| Your goal |
Present the entries below as a numbered list, starting at the line that contains "Please mark the dirt" and running through the last line of the entries, both ends included, with blank lines dropped.
══════════
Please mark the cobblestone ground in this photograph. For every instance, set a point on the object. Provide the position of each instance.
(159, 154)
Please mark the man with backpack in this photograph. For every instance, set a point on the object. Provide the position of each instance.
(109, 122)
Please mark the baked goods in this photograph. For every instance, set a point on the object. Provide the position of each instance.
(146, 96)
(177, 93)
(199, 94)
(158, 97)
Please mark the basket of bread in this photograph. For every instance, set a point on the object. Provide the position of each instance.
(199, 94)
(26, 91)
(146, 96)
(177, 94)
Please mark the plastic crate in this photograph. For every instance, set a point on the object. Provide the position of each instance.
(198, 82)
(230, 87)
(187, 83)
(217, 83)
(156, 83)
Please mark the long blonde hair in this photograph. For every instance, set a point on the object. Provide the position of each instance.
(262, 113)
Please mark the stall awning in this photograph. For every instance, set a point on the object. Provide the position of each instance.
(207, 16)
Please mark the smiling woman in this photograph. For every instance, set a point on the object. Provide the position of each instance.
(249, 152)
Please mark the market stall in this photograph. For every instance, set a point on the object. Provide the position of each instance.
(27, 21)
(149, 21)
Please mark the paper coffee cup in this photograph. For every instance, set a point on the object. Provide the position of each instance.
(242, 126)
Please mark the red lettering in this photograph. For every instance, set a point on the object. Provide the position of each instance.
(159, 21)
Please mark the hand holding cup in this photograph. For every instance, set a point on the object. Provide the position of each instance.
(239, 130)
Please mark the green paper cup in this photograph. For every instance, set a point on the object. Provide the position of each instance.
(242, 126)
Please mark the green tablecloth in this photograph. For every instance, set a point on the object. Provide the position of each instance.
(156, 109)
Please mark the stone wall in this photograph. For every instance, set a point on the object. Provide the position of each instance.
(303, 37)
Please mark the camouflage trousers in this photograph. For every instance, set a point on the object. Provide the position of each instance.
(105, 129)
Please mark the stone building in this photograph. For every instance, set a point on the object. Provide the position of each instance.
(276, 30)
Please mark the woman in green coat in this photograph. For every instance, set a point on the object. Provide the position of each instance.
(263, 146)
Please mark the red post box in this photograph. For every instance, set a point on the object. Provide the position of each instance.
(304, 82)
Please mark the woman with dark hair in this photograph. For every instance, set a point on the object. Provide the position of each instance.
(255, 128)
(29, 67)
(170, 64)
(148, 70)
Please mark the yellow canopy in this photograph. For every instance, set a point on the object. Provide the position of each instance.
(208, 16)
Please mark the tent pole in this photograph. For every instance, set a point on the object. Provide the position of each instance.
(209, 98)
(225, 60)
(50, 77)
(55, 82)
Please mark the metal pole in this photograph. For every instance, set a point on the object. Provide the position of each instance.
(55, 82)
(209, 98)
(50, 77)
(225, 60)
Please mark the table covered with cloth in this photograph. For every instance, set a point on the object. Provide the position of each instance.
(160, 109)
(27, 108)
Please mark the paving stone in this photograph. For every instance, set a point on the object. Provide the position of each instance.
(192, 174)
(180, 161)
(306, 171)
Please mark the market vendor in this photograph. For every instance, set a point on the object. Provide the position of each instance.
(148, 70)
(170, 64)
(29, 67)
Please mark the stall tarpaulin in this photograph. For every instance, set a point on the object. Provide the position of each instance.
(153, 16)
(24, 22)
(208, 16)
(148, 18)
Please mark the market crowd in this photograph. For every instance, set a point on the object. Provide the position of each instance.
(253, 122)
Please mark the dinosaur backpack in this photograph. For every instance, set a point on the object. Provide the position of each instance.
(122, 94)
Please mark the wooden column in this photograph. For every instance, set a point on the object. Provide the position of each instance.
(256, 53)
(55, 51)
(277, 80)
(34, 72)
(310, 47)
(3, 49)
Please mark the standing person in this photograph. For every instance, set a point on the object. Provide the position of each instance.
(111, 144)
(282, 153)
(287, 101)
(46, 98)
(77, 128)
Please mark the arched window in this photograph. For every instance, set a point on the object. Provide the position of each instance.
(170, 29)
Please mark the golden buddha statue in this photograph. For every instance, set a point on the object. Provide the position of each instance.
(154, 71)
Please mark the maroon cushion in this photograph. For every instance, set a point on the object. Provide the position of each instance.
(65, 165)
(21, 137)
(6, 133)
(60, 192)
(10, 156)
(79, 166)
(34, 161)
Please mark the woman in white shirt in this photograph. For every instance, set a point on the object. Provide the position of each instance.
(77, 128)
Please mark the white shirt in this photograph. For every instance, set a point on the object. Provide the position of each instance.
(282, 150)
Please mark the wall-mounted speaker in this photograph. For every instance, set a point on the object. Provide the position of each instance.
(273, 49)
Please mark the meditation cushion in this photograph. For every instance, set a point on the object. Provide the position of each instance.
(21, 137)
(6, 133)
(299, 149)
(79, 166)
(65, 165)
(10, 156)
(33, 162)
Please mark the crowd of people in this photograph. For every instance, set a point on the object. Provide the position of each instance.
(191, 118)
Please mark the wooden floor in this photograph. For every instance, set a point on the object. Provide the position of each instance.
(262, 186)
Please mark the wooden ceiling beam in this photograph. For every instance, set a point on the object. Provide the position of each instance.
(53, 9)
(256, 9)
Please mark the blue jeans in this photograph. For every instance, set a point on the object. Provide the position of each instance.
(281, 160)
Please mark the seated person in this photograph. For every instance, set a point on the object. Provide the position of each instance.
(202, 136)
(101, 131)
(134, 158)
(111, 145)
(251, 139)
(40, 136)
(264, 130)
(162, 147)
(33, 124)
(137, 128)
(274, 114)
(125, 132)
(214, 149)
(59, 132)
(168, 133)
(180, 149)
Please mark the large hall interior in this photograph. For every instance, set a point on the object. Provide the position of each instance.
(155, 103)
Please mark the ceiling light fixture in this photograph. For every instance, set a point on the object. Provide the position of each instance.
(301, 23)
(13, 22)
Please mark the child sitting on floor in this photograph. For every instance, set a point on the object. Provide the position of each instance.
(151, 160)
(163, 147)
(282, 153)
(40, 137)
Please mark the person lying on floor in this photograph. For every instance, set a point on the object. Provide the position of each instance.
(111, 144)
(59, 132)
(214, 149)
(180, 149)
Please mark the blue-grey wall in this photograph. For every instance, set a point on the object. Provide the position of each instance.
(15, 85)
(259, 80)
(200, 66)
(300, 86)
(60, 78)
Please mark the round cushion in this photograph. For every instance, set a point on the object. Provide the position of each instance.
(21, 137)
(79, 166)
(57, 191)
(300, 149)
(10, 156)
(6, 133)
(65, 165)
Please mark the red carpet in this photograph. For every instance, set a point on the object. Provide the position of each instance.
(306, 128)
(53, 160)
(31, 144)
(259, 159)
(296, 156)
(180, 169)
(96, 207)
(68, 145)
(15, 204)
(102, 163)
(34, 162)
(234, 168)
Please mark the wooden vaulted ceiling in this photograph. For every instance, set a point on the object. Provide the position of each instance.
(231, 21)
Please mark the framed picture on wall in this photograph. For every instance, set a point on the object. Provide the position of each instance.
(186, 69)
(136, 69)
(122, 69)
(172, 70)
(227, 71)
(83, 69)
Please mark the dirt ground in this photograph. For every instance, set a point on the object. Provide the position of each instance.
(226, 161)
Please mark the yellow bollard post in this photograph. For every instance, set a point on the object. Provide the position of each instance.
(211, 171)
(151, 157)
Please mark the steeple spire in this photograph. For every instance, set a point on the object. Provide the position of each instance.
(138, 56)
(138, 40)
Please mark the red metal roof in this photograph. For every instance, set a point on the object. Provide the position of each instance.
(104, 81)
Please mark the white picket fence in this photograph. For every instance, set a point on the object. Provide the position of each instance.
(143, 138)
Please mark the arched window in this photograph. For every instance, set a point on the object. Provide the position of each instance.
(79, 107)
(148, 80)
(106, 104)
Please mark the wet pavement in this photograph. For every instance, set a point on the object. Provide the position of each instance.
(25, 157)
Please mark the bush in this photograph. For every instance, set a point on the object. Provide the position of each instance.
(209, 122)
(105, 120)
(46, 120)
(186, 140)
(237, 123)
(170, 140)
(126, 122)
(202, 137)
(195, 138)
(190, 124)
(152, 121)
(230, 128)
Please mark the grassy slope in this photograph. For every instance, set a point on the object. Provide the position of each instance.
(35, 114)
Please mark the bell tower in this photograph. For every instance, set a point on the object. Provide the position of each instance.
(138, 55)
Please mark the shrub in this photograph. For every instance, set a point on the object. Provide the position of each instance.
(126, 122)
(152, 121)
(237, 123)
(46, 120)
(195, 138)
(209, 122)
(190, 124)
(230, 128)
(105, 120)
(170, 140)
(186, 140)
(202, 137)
══════════
| Answer to the exercise |
1. Please mark the dirt ground in this photograph. For every instance, set a point on the object. Provide the position of each instance.
2. (226, 161)
3. Please mark the yellow bollard post in this photograph. For every instance, set a point on the object. Provide the position of each instance.
4. (211, 171)
5. (151, 157)
6. Please mark the steeple spire in this photograph. For every instance, set a point on the object. Provide the position of each instance.
7. (138, 56)
8. (138, 40)
9. Please mark the red metal roof in this photograph. For every instance, set a point on the object. Provide the position of each instance.
10. (104, 81)
11. Please mark the white picket fence in this photograph. For every instance, set a point on the object. Provide the position of each instance.
12. (143, 138)
13. Please mark the arched window in this photograph. For every instance, set a point on the object. Provide the position of each instance.
14. (79, 107)
15. (148, 80)
16. (106, 104)
17. Please mark the wet pavement in this photograph. For every instance, set a point on the object. Provide the position of each instance.
18. (25, 157)
19. Please mark the bush in this photograph. For every instance, set a point on the object. Provide the position of each instance.
20. (209, 122)
21. (105, 120)
22. (46, 120)
23. (186, 140)
24. (237, 123)
25. (170, 140)
26. (126, 122)
27. (202, 137)
28. (195, 138)
29. (190, 124)
30. (152, 121)
31. (230, 128)
32. Please mark the grassy slope in this photograph. For every instance, set a point on the object. Provide the position of each instance.
33. (35, 114)
34. Please mark the bell tower in this photograph. For every instance, set a point on the object. Provide the position of each instance.
35. (138, 55)
36. Please mark the shrub in this photograph. For every instance, set a point on the object. Provide the position of each instance.
37. (126, 122)
38. (152, 121)
39. (237, 123)
40. (46, 120)
41. (195, 138)
42. (209, 122)
43. (190, 124)
44. (230, 128)
45. (105, 120)
46. (170, 140)
47. (186, 140)
48. (202, 137)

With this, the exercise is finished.